• Short exercise
Write out the listing below again, precisely as it is given.

══════════════════════════════

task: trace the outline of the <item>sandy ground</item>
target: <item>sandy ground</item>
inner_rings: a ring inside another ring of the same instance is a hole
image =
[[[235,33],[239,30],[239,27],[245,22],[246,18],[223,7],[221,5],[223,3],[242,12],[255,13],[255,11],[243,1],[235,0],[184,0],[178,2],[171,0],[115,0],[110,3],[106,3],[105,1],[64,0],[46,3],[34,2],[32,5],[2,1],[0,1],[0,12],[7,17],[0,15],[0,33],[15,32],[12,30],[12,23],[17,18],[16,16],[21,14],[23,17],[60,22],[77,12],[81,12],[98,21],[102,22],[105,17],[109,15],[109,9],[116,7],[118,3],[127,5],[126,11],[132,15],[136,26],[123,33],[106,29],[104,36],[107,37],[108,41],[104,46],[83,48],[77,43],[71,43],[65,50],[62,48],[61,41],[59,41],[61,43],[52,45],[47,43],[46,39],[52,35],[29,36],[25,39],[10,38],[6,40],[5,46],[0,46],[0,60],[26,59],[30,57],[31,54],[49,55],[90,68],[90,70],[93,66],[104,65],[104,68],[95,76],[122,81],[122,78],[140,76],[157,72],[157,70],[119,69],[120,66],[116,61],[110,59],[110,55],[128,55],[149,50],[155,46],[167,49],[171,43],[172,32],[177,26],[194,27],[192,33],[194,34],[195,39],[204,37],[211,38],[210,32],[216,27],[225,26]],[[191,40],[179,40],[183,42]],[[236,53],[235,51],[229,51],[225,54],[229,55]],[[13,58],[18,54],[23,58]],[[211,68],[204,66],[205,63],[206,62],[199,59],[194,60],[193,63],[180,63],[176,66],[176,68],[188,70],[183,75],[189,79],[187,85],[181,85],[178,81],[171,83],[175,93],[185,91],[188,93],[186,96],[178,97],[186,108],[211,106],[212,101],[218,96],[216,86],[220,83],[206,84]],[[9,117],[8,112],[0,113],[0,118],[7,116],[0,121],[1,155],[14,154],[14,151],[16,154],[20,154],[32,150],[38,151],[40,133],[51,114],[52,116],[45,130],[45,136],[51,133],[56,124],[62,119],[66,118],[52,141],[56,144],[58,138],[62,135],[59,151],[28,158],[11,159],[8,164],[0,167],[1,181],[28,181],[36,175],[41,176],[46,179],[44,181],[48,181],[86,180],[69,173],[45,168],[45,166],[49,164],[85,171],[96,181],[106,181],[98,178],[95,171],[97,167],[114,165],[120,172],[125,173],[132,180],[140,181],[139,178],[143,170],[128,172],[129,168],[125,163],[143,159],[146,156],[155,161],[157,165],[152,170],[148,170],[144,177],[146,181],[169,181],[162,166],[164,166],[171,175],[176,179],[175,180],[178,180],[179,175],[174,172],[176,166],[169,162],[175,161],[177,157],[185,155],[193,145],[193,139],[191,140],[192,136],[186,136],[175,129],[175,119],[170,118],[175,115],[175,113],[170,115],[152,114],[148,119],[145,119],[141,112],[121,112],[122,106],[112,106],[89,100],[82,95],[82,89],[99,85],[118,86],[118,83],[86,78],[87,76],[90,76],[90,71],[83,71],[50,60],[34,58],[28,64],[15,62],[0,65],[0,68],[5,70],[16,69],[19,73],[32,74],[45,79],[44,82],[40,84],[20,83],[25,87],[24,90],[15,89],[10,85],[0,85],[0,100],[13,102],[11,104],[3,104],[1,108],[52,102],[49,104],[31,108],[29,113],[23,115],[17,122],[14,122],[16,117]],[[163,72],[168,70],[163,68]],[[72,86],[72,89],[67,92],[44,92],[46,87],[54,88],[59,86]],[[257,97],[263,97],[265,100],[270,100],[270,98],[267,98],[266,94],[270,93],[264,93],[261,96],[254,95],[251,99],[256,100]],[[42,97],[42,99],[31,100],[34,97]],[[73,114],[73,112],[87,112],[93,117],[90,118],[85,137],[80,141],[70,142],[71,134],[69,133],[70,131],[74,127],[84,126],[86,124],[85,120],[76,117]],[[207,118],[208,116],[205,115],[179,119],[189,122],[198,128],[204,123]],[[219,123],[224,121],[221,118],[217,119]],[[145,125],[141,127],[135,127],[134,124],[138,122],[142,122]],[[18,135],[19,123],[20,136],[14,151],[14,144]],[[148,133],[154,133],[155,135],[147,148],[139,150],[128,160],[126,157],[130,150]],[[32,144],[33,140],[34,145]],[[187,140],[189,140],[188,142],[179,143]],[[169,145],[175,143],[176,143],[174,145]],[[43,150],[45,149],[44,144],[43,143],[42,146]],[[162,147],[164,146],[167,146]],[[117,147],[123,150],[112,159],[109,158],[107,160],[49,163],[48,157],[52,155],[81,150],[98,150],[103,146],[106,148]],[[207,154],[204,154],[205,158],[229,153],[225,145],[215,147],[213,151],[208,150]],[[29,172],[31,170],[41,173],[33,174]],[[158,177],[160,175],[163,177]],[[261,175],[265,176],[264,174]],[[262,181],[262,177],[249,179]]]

══════════════════════════════

• Correct response
task: trace the outline of the <item>sandy ground</item>
target: <item>sandy ground</item>
inner_rings: a ring inside another ring of the same instance is a hole
image =
[[[235,33],[239,30],[239,27],[245,22],[246,18],[223,7],[221,5],[223,3],[242,12],[255,13],[255,11],[243,1],[235,0],[184,0],[178,2],[171,0],[115,0],[110,3],[106,3],[105,1],[64,0],[46,3],[34,2],[32,5],[2,1],[0,1],[0,12],[7,17],[0,15],[0,33],[15,32],[12,30],[12,23],[17,18],[16,16],[21,14],[23,17],[60,22],[77,12],[81,12],[98,21],[102,22],[105,17],[109,15],[109,9],[116,7],[118,3],[127,5],[126,11],[132,15],[136,26],[123,33],[106,29],[104,36],[107,37],[108,41],[104,46],[83,48],[77,43],[71,43],[65,50],[62,48],[61,41],[59,41],[61,43],[52,45],[47,43],[46,39],[52,35],[29,36],[25,39],[10,38],[6,40],[5,46],[0,46],[0,60],[26,59],[30,57],[31,54],[49,55],[90,68],[90,70],[93,66],[104,65],[104,68],[95,76],[122,81],[122,78],[140,76],[157,72],[157,70],[119,69],[120,66],[116,61],[110,59],[110,55],[128,55],[149,50],[155,46],[167,49],[171,43],[172,32],[177,26],[194,27],[192,33],[194,34],[195,39],[204,37],[211,38],[210,32],[216,27],[225,26]],[[191,40],[179,40],[183,42]],[[236,53],[235,51],[229,51],[225,54],[229,55]],[[13,58],[18,54],[23,58]],[[211,68],[204,66],[205,63],[206,62],[199,59],[194,60],[193,63],[180,63],[176,66],[176,68],[188,70],[183,75],[189,79],[187,85],[181,85],[178,81],[171,83],[175,93],[185,91],[188,93],[186,96],[178,97],[186,108],[211,106],[212,101],[218,96],[216,86],[220,83],[206,84]],[[9,117],[8,112],[0,113],[0,118],[7,116],[0,121],[1,155],[14,154],[14,151],[16,154],[20,154],[32,150],[38,151],[40,133],[51,114],[52,116],[45,130],[45,136],[51,133],[56,124],[62,119],[66,118],[52,141],[56,144],[58,138],[62,135],[59,151],[28,158],[11,159],[8,164],[0,167],[1,181],[28,181],[36,175],[41,176],[46,179],[44,181],[48,181],[86,180],[69,173],[45,168],[45,166],[49,164],[85,171],[96,181],[106,181],[98,178],[95,171],[97,167],[114,165],[120,172],[125,173],[132,180],[140,181],[139,178],[143,170],[128,172],[129,168],[125,163],[143,159],[146,156],[155,161],[157,165],[152,170],[148,170],[144,177],[146,181],[169,181],[162,166],[164,166],[171,175],[176,179],[175,180],[178,180],[179,175],[174,172],[176,166],[169,162],[175,161],[177,157],[185,155],[193,145],[193,139],[191,140],[192,136],[186,136],[175,129],[175,119],[170,118],[175,115],[175,113],[170,115],[152,114],[148,119],[145,119],[141,112],[121,112],[122,106],[112,106],[89,100],[82,95],[82,89],[99,85],[118,86],[118,83],[86,78],[87,76],[90,76],[90,71],[83,71],[50,60],[34,58],[28,64],[15,62],[0,65],[0,68],[5,70],[16,69],[19,73],[32,74],[45,79],[44,82],[40,84],[20,83],[25,87],[24,90],[15,89],[10,85],[0,85],[0,100],[13,102],[11,104],[3,104],[1,108],[52,102],[49,104],[31,108],[29,113],[23,115],[17,122],[14,122],[16,117]],[[163,72],[168,70],[163,68]],[[72,86],[72,89],[67,92],[44,92],[46,87],[54,88],[59,86]],[[257,97],[263,97],[265,100],[270,100],[270,98],[267,98],[266,94],[270,93],[264,93],[261,96],[254,95],[251,99],[256,100]],[[42,97],[42,99],[31,100],[34,97]],[[73,114],[73,112],[87,112],[93,117],[90,118],[85,137],[80,141],[70,142],[71,134],[69,133],[70,131],[74,127],[84,126],[86,124],[85,120],[76,117]],[[207,118],[208,116],[205,115],[179,119],[189,122],[198,128],[204,123]],[[219,123],[224,121],[221,118],[217,119]],[[145,125],[141,127],[135,127],[134,124],[138,122],[142,122]],[[18,135],[19,123],[20,136],[14,151],[14,144]],[[148,133],[154,133],[155,135],[147,148],[139,150],[128,160],[126,157],[130,150]],[[32,144],[33,140],[34,145]],[[187,140],[189,140],[188,142],[179,143]],[[169,145],[175,143],[176,143],[174,145]],[[43,150],[45,149],[44,144],[43,143],[42,146]],[[162,147],[164,146],[167,146]],[[117,147],[123,150],[112,159],[109,158],[107,160],[49,163],[48,157],[52,155],[81,150],[98,150],[103,146],[106,148]],[[207,154],[204,154],[205,158],[229,153],[225,145],[215,147],[213,151],[208,150]],[[29,172],[31,170],[41,173],[33,174]],[[158,177],[160,175],[163,177]],[[261,175],[265,176],[264,174]],[[262,181],[262,177],[249,179]]]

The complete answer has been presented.